• _REQUIRED TASKS_
(A) From the financial report excerpt, copy the passage starting at "Material Changes in" and ending at "for the same year ended 2013.".
(B) In the financial report excerpt, which company lent the Company $90,000 during the year ended September 30, 2014?

• _EXTRACT PROVIDED_
The increase in Accounts Payable of approximately 100% is attributable to increases in outstanding obligations of the Company incurred in the course of business.
As of September 30, 2014 we had Notes Payable of $120,169 and as of September 30, 2013 we had Notes Payable of $0
The increase in Notes Payable of approximately 100% is attributable to:
(a) | Borrowings during the year ended September 30, 2014 of $30,168 from David Koos, the Company’s CEO | |
(b) | Borrowings during the year ended September 30, 2014 of $90,000 from Bio Matrix Scientific Group Inc., a company of which David Koos, Regen’s Chairman and CEO, is also CEO and Chairman of the Board of Directors and which owned approximately 57% of the Company’s outstanding share capital as of September 30, 2014 |
As of September 30, 2014 we had Accrued Payroll Taxes of $8,463 and as of September 30, 2013 we had Accrued Payroll Taxes of $0.
The increase in Accrued Payroll Taxes of approximately 100% is attributable employer tax obligations incurred but not yet paid.
As of September 30, 2014 we had Accrued Interest of $2,212 and as of September 20, 2013 we had Accrued Interest of $0.
The increase in Accrued Interest of approximately 100% is attributable to the incurring by the Company of interest accrued but unpaid on Notes Payable.
Material Changes in Results of Operations
Revenues from continuing operations were $0 for the fiscal year ended September 30, 2014 and $0 for the fiscal year ended September 30, 2013 . Net losses were$756,353 for the fiscal year ended September 30, 2014 and $355,034 for the same year ended 2013.
The increase in Net Losses from continuing operations of approximately 113% is primarily attributable to increased operating expenses and interest expense for the year ended September 30, 2014 when compared to the same year ended 2013 offset by:
(a) | lower expenses attributable to Capital Contributions to the Company’s Parent recognized during the year ended September 30, 2014 when compared to the same year ended 2013. |
(b) | interest income recognized during the year ended September 30, 2014. |
(c) | refund of amounts previously paid income recognized during the year ended September 30, 2014. |
As of September 30, 2014 we had $0 cash on hand and current liabilities of $140,286 such liabilities consisting of Accounts Payable, Notes Payable, and Accrued Expenses. We feel we will not be able to satisfy our cash requirements over the next twelve months and shall be required to seek additional financing.
The Company plans to meet cash needs through applying for governmental and non-governmental grants as well as selling its securities for cash. Management has yet to decide what type of offering the Company will use or how much capital the Company will raise. There is no guarantee that the Company will be able to raise any capital through any type of offerings. Management can give no assurance that any governmental or non-governmental grant will be obtained by the Company despite the Company’s best efforts. As of February 19, 2014 The Company has identified the National Heart Lung and Blood Institute Clinical Trial Pilot Studies (R34) grant which provides up to $450,000 in funding over a period of three years as well as the Omnibus Solicitation of the NIH for Small Business Technology Transfer Grant Applications administered by the Small Business Innovation Research (SBIR) program of the National Institute of Health as grants for which the Company intends to apply.

• _GIVEN RECORDS_

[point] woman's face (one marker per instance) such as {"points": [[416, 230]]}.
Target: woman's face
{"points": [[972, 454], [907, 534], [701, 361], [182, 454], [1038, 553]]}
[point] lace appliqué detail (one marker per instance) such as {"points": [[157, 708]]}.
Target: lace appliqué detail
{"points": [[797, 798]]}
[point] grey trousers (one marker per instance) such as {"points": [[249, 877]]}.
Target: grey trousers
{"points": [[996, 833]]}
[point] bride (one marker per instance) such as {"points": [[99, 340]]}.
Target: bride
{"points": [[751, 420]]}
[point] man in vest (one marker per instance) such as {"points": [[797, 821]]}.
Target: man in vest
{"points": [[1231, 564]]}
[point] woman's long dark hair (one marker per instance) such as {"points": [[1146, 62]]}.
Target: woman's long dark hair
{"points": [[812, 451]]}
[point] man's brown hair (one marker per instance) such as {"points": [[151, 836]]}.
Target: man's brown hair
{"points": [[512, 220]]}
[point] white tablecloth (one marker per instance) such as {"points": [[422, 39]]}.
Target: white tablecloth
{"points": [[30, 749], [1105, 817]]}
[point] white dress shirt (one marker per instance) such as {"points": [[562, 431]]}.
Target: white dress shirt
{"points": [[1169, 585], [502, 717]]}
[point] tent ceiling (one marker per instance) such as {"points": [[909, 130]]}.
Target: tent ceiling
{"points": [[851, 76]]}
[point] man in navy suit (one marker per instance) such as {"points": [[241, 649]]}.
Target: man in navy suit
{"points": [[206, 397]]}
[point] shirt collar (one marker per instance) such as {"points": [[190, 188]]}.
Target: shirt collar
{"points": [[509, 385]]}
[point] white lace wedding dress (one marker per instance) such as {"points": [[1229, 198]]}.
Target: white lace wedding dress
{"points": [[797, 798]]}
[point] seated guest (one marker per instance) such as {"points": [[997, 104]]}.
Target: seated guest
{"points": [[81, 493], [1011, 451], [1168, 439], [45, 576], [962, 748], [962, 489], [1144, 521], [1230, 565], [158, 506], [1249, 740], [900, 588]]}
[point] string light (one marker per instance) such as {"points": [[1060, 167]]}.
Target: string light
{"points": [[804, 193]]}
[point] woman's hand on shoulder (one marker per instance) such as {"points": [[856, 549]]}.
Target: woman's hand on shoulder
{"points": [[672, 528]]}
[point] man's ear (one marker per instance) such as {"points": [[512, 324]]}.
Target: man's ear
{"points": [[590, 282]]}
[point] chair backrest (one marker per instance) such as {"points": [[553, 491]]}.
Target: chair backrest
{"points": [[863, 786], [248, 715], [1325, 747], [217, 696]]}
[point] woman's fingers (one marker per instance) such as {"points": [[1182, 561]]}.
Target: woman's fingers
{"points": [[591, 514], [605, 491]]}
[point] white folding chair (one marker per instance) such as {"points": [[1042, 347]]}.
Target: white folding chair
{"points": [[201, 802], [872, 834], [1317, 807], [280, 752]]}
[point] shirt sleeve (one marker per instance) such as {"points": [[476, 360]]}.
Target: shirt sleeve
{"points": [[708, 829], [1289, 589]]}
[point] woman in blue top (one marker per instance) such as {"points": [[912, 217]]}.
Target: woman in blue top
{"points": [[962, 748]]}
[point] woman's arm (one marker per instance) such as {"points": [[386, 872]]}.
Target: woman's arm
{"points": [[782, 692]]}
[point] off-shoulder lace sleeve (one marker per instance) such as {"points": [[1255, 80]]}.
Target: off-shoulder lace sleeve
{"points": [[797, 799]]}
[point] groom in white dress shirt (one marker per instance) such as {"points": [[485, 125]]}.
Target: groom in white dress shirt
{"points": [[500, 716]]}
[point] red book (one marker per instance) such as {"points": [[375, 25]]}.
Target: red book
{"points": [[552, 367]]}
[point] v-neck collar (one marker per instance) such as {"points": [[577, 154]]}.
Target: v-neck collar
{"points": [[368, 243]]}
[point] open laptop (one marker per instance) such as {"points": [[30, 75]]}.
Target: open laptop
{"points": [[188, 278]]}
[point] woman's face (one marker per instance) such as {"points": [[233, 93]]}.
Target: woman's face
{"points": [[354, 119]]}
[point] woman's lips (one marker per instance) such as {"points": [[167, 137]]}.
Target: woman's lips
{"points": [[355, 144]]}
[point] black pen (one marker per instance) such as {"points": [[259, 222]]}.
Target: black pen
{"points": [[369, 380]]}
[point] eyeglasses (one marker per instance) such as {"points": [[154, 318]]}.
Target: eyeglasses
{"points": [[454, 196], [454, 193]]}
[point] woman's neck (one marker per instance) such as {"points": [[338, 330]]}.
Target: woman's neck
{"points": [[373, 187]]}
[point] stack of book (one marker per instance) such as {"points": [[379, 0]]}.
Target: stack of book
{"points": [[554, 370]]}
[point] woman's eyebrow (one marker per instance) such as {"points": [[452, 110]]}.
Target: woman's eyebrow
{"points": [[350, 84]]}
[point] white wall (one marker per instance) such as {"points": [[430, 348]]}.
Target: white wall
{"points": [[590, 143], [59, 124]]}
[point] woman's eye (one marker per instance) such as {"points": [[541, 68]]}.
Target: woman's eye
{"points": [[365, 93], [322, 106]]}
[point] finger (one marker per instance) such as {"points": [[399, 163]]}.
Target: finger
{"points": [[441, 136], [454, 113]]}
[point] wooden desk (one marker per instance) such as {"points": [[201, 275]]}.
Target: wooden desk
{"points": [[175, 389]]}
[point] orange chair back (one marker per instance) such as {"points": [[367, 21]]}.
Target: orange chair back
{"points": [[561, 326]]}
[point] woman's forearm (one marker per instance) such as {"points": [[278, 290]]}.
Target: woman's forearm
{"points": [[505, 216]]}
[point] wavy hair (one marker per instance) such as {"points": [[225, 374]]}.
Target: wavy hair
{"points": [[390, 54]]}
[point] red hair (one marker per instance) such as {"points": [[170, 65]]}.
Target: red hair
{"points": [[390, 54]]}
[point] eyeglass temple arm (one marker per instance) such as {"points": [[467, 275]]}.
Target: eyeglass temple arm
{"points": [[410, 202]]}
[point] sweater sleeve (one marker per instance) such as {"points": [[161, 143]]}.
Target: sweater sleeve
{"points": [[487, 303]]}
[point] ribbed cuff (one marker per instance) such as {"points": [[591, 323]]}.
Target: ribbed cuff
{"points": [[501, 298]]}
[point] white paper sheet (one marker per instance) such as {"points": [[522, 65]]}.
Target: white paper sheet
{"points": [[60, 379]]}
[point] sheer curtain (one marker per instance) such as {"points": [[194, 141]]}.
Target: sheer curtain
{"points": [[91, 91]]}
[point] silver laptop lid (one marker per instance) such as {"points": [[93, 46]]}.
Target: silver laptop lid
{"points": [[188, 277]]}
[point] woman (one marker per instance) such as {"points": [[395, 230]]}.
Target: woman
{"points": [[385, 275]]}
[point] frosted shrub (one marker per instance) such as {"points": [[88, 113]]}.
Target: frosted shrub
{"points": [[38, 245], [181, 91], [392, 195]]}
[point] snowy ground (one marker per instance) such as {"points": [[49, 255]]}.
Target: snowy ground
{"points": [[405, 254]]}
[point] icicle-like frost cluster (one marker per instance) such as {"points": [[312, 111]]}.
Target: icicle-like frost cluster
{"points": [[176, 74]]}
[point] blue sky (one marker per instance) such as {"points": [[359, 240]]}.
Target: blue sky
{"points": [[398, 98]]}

• _SOLUTIONS BELOW_
(A)
Material Changes in Results of Operations
Revenues from continuing operations were $0 for the fiscal year ended September 30, 2014 and $0 for the fiscal year ended September 30, 2013 . Net losses were$756,353 for the fiscal year ended September 30, 2014 and $355,034 for the same year ended 2013.

(B) Bio Matrix Scientific Group Inc.